- _SELECTED EXCERPT_
April 30, 2014 — Barbara Burleigh, associate professor of immunology and infectious diseases, studies Chagas disease, a leading cause of infectious heart failure. The disease is a major health and economic burden in Latin America, where it’s endemic, with roughly 8 million people infected and another 100 million individuals at risk of infection, mostly in rural, resource-poor settings.
How does Chagas disease cause infectious heart failure, and does it affect many people in the U.S?
Chagas is one of a group of so-called “neglected tropical diseases”—diseases that mainly affect the poorest countries and that have typically been overlooked because of the world’s focus on the “big three” diseases with the highest mortality rates: HIV/AIDS, malaria, and tuberculosis.In people with Chagas disease, it takes decades after the initial infection for severe symptoms to appear—which is why the disease is sometimes referred to as “the silent killer.” Symptoms include heart failure as well as severe swelling of the esophagus and/or colon, which greatly interferes with digestion. Chagas appears in people chronically infected with Trypanosoma cruzi, typically transmitted via contact with the feces of a blood-sucking insect called the triatomine, or “kissing bug.” Although triatomine bugs are found in the U.S.—mostly in the southern half of the country—people here have rarely been infected through bug bites, because the bugs thrive mainly in cracks and holes in houses made of mud or adobe or thatch—the kind of housing you’ll find in poorer countries. So, in the U.S., Chagas infections come mostly from infected blood or from mother-to-baby transmission, and are on the rise because of new immigration from Latin America. About 300,000 are infected in the U.S., and it’s estimated that Chagas-related health care costs top $100 million annually. While insect control measures in Latin America and donor blood screening both there and in the U.S. have helped lower the incidence of new cases of Chagas disease, more needs to be done. There’s no vaccine for the disease and the two Chagas drugs available—nifurtimox and benznidazole—can provide a cure only if taken very soon after the initial infection. That means that costs will continue to rise for those with Chagas disease, who are often infected as children, develop heart failure at relatively young ages (40s and 50s), and who may require extensive cardiac care, including heart transplants.

- _TASKS FOR THIS EXERCISE_
1 > Answer these questions about the text on Chagas disease:
(a) Roughly how many people are infected with Chagas disease in Latin America?
(b) What is the common name of the triatomine insect?
(c) Which two Chagas drugs are available?
2 > Retype the part of the text on Chagas disease that opens with the words "April 30, 2014" and closes with "in the U.S?".
3 > Write what comes next in the text on Chagas disease, picking up after its final sentence.

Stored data
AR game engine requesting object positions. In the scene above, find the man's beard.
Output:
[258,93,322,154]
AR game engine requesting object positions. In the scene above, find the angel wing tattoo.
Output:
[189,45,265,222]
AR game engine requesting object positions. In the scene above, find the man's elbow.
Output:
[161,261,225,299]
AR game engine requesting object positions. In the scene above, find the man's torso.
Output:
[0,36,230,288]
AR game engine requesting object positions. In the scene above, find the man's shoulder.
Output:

- _EXPECTED RESPONSES_
1 >
(a) Roughly 8 million people.
(b) The "kissing bug."
(c) Nifurtimox and benznidazole.

2 >
April 30, 2014 — Barbara Burleigh, associate professor of immunology and infectious diseases, studies Chagas disease, a leading cause of infectious heart failure. The disease is a major health and economic burden in Latin America, where it’s endemic, with roughly 8 million people infected and another 100 million individuals at risk of infection, mostly in rural, resource-poor settings.
How does Chagas disease cause infectious heart failure, and does it affect many people in the U.S?

3 >
What sparked your interest in studying this “neglected” disease?
Since I was a graduate student, I have gravitated toward parasitic diseases that impact populations in the developing world. It is the fascinating biology of the Chagas disease parasite, T. cruzi, that attracted me initially, but the fact that this is a neglected disease afflicting millions motivates me to find ways to combat it. There is still so much to learn about how this pathogen establishes and maintains infection that persists for decades, and about the cellular and metabolic processes involved. Gaining insights into these processes at the molecular level will have significant implications for the understanding and treatment of chronic Chagas disease.
How close do you think we are to finding an effective way to combat this disease?
It’s hard to say. For a long time, Chagas was neglected because pharmaceutical companies don’t see poverty-stricken populations as a market. Now, with increased emphasis on developing drugs to combat neglected tropical diseases—supported by the U.S. government, the World Health Organization, and other nongovernmental organizations and nonprofits—the Chagas disease agenda has gained traction. While some new compounds look promising, recent clinical trials in humans have been disappointing. These failures suggest a complexity associated with persistent human infection that we do not understand. It’s possible that the parasite is able to adapt in order to avoid harm from the medications being used. By studying this possibility at the molecular level, we might be able to pinpoint the mechanisms at play in Chagas disease—which could lead to the development of more effective drugs to fight it.